--- WHAT NEEDS TO BE DONE ---
Rewrite the records from the start through the line containing "point(275, 292)", with "marker" replaced by "pin" and nothing else changed.

[begin STORED ROWS]

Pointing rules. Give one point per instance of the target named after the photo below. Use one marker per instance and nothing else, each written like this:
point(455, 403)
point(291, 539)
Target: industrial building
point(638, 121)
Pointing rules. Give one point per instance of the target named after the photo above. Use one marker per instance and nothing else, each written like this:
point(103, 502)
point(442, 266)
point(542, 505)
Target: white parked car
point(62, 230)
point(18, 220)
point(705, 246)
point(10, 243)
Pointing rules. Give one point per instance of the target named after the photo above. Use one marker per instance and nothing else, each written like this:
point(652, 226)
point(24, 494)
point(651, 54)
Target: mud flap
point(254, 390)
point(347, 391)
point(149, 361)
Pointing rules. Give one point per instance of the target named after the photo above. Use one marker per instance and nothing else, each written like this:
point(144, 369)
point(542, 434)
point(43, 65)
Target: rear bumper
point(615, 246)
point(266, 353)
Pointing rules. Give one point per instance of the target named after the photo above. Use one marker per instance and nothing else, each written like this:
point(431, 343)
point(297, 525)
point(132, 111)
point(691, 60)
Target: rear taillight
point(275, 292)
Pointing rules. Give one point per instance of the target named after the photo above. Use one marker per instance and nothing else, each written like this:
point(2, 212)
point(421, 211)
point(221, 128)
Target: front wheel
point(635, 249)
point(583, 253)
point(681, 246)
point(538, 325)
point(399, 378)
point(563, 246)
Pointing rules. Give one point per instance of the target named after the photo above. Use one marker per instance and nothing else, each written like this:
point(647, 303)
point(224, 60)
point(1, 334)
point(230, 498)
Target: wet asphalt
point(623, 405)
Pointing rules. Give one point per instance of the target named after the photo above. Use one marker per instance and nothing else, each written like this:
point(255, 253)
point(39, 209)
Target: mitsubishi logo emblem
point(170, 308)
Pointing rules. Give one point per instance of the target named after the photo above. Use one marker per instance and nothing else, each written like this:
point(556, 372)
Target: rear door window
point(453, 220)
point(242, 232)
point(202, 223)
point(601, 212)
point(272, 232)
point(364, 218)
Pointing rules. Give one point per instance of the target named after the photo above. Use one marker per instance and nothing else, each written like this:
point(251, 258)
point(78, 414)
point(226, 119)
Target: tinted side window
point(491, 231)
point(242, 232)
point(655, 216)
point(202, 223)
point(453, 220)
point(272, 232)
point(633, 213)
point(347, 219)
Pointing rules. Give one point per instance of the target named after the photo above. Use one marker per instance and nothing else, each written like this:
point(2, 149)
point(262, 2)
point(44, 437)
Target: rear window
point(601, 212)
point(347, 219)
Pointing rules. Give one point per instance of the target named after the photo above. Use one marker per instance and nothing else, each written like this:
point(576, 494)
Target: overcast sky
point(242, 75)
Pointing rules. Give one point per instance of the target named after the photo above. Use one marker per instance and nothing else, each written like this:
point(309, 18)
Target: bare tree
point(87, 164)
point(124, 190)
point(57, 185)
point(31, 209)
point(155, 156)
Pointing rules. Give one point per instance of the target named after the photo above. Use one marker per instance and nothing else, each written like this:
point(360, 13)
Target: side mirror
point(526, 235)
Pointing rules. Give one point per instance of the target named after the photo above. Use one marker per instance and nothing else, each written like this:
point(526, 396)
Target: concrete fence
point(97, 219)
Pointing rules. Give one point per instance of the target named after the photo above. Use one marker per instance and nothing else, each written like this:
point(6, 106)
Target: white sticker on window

[end STORED ROWS]

--- ANSWER ---
Pointing rules. Give one point per instance of the target named after the photo below. Use one pin per instance and nothing else, each written like this:
point(455, 403)
point(291, 539)
Target: industrial building
point(638, 121)
Pointing rules. Give one point per instance of the target named after the photo above. Use one pin per instance and nothing else, each written like this:
point(103, 502)
point(442, 266)
point(542, 505)
Target: white parked car
point(62, 230)
point(18, 220)
point(705, 246)
point(10, 243)
Pointing rules. Give one point per instance of the target named after the photo above. Use one pin per instance and nothing else, each written like this:
point(652, 226)
point(24, 494)
point(651, 54)
Target: mud flap
point(254, 390)
point(347, 391)
point(149, 361)
Pointing rules. Give one point per instance of the target named after the photo above. Use one pin per instance and nothing else, each written like this:
point(144, 369)
point(542, 434)
point(43, 65)
Target: rear bumper
point(615, 246)
point(266, 353)
Pointing rules. Give one point per instance of the target named after the photo above. Use one pin per instance and nothing else, each written like this:
point(431, 343)
point(297, 525)
point(132, 111)
point(691, 60)
Target: rear taillight
point(275, 292)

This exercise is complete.